[Exercise requirements]:
Once you have read the entries, copy all of them exactly.

[Records provided]:
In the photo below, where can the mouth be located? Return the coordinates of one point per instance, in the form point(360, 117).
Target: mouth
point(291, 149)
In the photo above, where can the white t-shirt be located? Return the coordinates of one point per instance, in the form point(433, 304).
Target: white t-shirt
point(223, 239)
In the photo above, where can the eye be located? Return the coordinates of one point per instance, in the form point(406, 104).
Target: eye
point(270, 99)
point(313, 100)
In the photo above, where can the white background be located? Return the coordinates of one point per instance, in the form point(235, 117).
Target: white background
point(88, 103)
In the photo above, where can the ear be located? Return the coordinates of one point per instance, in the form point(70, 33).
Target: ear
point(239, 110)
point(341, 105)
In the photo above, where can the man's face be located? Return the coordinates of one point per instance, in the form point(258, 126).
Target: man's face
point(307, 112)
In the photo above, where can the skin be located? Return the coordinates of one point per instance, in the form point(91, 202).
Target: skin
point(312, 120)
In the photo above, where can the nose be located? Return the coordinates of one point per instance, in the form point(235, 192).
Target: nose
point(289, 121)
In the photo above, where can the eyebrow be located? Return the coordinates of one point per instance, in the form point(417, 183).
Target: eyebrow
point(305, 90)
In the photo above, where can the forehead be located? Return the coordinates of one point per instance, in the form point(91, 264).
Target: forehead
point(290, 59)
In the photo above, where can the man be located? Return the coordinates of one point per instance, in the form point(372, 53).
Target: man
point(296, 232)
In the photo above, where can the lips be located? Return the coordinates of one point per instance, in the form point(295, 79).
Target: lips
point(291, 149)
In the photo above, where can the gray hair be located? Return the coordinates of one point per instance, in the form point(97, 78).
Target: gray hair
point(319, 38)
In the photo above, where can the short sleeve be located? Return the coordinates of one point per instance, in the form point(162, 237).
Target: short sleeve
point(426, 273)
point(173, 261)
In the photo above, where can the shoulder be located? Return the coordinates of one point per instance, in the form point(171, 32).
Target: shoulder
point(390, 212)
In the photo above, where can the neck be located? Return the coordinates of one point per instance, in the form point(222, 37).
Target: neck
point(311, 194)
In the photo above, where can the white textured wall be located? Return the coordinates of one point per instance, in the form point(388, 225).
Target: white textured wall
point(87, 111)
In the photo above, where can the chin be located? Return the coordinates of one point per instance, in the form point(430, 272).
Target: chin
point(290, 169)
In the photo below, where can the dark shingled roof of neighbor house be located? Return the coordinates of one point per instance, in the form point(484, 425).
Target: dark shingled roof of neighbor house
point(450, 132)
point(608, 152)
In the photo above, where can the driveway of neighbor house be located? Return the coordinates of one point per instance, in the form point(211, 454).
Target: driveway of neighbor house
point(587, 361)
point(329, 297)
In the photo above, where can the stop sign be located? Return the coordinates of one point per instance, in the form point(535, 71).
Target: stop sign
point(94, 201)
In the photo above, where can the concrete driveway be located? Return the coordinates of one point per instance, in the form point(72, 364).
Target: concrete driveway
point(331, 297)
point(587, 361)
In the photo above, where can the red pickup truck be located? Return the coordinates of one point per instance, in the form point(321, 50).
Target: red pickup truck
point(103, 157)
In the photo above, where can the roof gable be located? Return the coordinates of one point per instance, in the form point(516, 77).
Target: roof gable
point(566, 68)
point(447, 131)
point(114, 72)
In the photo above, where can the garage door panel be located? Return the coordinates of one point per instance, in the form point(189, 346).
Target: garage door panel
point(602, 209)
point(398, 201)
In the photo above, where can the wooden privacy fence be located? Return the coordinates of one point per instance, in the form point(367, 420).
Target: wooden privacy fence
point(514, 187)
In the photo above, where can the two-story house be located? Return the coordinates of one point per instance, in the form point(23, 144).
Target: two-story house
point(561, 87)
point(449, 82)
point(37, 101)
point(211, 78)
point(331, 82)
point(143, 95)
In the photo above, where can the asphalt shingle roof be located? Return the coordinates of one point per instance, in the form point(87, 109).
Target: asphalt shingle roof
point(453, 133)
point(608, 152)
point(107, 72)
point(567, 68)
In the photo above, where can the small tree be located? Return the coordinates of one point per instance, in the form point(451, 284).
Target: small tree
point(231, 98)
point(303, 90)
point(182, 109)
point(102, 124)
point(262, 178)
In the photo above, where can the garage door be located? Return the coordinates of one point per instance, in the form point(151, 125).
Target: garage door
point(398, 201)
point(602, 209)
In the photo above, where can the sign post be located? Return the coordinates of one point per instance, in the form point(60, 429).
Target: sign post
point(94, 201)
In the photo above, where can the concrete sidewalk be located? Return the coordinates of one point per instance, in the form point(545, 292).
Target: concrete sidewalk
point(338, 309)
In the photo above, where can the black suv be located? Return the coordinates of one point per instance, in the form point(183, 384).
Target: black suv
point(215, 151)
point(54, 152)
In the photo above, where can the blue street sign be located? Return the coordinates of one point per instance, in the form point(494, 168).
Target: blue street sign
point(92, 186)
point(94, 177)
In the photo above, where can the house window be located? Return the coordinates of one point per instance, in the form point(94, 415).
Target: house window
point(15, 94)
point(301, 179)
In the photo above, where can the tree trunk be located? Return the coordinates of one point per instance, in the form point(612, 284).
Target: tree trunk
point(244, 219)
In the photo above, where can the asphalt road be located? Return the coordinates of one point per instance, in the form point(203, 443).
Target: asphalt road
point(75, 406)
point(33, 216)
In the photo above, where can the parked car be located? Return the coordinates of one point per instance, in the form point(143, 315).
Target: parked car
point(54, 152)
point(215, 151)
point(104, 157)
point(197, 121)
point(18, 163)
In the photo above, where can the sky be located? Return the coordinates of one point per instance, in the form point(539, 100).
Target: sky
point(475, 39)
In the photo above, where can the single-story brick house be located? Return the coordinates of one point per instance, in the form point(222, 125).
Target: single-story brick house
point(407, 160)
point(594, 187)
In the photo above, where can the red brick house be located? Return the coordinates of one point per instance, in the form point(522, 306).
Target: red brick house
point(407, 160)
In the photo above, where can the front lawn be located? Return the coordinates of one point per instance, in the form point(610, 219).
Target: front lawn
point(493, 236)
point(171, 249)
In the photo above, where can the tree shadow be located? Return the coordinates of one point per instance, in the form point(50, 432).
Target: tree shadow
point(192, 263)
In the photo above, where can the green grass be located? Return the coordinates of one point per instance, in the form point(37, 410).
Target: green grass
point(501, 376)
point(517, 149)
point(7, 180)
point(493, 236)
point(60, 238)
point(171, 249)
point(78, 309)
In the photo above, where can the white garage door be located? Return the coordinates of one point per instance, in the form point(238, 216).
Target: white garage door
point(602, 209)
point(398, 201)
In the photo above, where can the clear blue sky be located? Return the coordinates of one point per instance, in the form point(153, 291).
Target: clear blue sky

[Reply]:
In the photo below, where can the mouth be located? Return the coordinates of one point per instance, in the form point(360, 117).
Target: mouth
point(291, 149)
In the photo above, where can the white t-shirt be located? Return the coordinates of one point per instance, in the form point(433, 304).
Target: white t-shirt
point(223, 239)
In the photo above, where can the eye be located? Return the coordinates of one point per instance, in the form point(406, 104).
Target: eye
point(270, 99)
point(313, 100)
In the photo above, where can the white background be located? Return the coordinates of one point per instance, in the form point(235, 117).
Target: white background
point(88, 103)
In the photo above, where can the ear be located? Return the coordinates of one point per instance, in the form point(70, 33).
Target: ear
point(239, 110)
point(341, 105)
In the photo above, where can the man's face be located? Return the coordinates of one point per instance, in the form point(258, 126).
Target: man's face
point(307, 112)
In the photo above, where can the skin be located? Return the coordinates of one point per instance, in the form point(91, 202).
Target: skin
point(312, 120)
In the photo above, where can the nose be located? Return the coordinates of one point per instance, in the form point(235, 192).
Target: nose
point(289, 121)
In the photo above, where can the eyebrow be located? Return the coordinates of one point per instance, in the form point(417, 183).
Target: eyebrow
point(305, 90)
In the photo above, where can the forehead be located? Return the coordinates of one point per instance, in the form point(91, 264).
Target: forehead
point(290, 59)
In the photo above, where can the man be located? Return the coordinates of one point per instance, in the form point(372, 53).
Target: man
point(296, 232)
In the photo above, where can the lips be located? Return the coordinates of one point per instance, in the form point(295, 79).
Target: lips
point(291, 149)
In the photo above, where can the gray hair be located? Return the coordinates of one point per instance, in the form point(97, 78).
Target: gray hair
point(319, 38)
In the photo above, where can the short sleeve be located? Return the coordinates of one point per instance, in the form point(162, 237).
Target: short sleeve
point(426, 273)
point(173, 261)
In the photo above, where can the shoulder be located? Return the coordinates of one point per instance, in the form point(171, 32).
Target: shoulder
point(390, 212)
In the photo above, where can the neck be located? Return the coordinates of one point per instance, in the form point(222, 37).
Target: neck
point(311, 194)
In the photo above, where can the white textured wall be located? Return the coordinates of one point per instance, in the form point(388, 225).
Target: white textured wall
point(87, 111)
In the photo above, where can the chin be located? Return the coordinates of one point per instance, in the form point(430, 272).
Target: chin
point(290, 169)
In the photo below, where can the dark shingled roof of neighbor house be located? Return the coordinates of one point per instance, in the form point(484, 425).
Target: dark shingled roof of neighbor house
point(450, 132)
point(608, 152)
In the photo above, where can the driveway of neighbor house be located? Return the coordinates of one point per instance, in the form point(211, 454).
Target: driveway of neighbor house
point(587, 361)
point(329, 297)
In the photo above, where can the stop sign be located? Return the coordinates of one point per instance, in the form point(535, 71).
Target: stop sign
point(94, 201)
In the photo above, where can the concrete driveway be located? Return the coordinates of one point per instance, in the form point(72, 364).
Target: concrete driveway
point(331, 297)
point(587, 361)
In the photo above, where can the red pickup truck be located? Return the coordinates of one point per instance, in the form point(321, 50).
Target: red pickup truck
point(103, 157)
In the photo above, where can the roof gable be located? Return the coordinates of one point per instance, in the form point(516, 77).
Target: roof gable
point(566, 68)
point(447, 131)
point(114, 72)
In the photo above, where can the garage door panel be located? Return the coordinates of one point per instance, in the form point(189, 346).
Target: garage door panel
point(602, 209)
point(398, 201)
In the photo above, where can the wooden privacy fence be located? Return the coordinates of one point per instance, in the form point(367, 420).
Target: wooden privacy fence
point(514, 187)
In the photo above, where can the two-story house be located? Return the coordinates of one point per instance, in the form point(23, 144).
Target: two-story house
point(561, 87)
point(449, 82)
point(37, 101)
point(211, 78)
point(331, 82)
point(143, 95)
In the photo above, where can the asphalt shingle roof be located? Return the coordinates of one point per instance, in the form point(87, 109).
Target: asphalt shingle roof
point(453, 133)
point(608, 152)
point(107, 72)
point(567, 68)
In the photo above, where can the small tree be located? Return the coordinates of one point per instance, in the form point(451, 284).
Target: small tree
point(231, 98)
point(303, 90)
point(182, 109)
point(102, 124)
point(262, 178)
In the photo above, where can the garage door be located? Return the coordinates of one point per instance, in the form point(151, 125).
Target: garage door
point(398, 201)
point(602, 209)
In the photo above, where can the sign post be located? Return the coordinates of one point per instance, in the form point(60, 429).
Target: sign post
point(94, 201)
In the photo above, where can the concrete sidewalk be located? Return the coordinates of one point per instance, in the form point(545, 292).
Target: concrete sidewalk
point(338, 309)
In the photo above, where can the black suv be located? Return the coordinates of one point per instance, in the form point(183, 384).
Target: black suv
point(215, 151)
point(54, 152)
In the photo above, where can the blue street sign be located? Return the coordinates of one point per instance, in the form point(494, 168).
Target: blue street sign
point(92, 186)
point(94, 177)
In the photo above, where can the house window be located? Return the coordinates of one point per instance, in the form point(94, 415).
Target: house window
point(15, 94)
point(301, 179)
In the photo above, where can the tree trunk be located? Return the coordinates of one point per instance, in the form point(612, 284).
Target: tree trunk
point(244, 219)
In the photo above, where can the asphalt road be located? Return the coordinates of one point per instance, in the form point(203, 443).
Target: asphalt road
point(75, 406)
point(33, 216)
In the photo above, where can the parked car be located? Return the coordinates of one point per instance, in the form point(143, 315).
Target: parked car
point(54, 152)
point(215, 151)
point(104, 157)
point(197, 121)
point(18, 163)
In the photo above, where can the sky be located? Return the coordinates of one point per instance, in the form point(539, 100).
Target: sky
point(475, 39)
In the photo above, where can the single-story brick house be located? Return the coordinates of one point per instance, in the form point(222, 125).
Target: single-story brick house
point(407, 160)
point(594, 187)
In the photo above, where can the red brick house be located? Return the coordinates of one point per instance, in the form point(522, 306).
Target: red brick house
point(407, 160)
In the photo above, where can the front lawn be located? Return the coordinates of one point per instance, in the form point(610, 219).
Target: front lawn
point(493, 236)
point(171, 249)
In the photo above, where can the tree shadow be located? Return the coordinates of one point per instance, in the form point(50, 432).
Target: tree shadow
point(192, 263)
In the photo above, where can the green grass be located? Return the coordinates of one point per instance, in the form point(37, 410).
Target: green grass
point(501, 376)
point(517, 149)
point(7, 180)
point(493, 236)
point(60, 238)
point(171, 249)
point(78, 309)
In the photo above, where can the white garage door be located? Return the coordinates of one point per instance, in the form point(238, 216).
Target: white garage door
point(602, 209)
point(398, 201)
In the photo above, where can the clear blue sky be located? Return the coordinates of one point per instance, in the form point(153, 291).
Target: clear blue sky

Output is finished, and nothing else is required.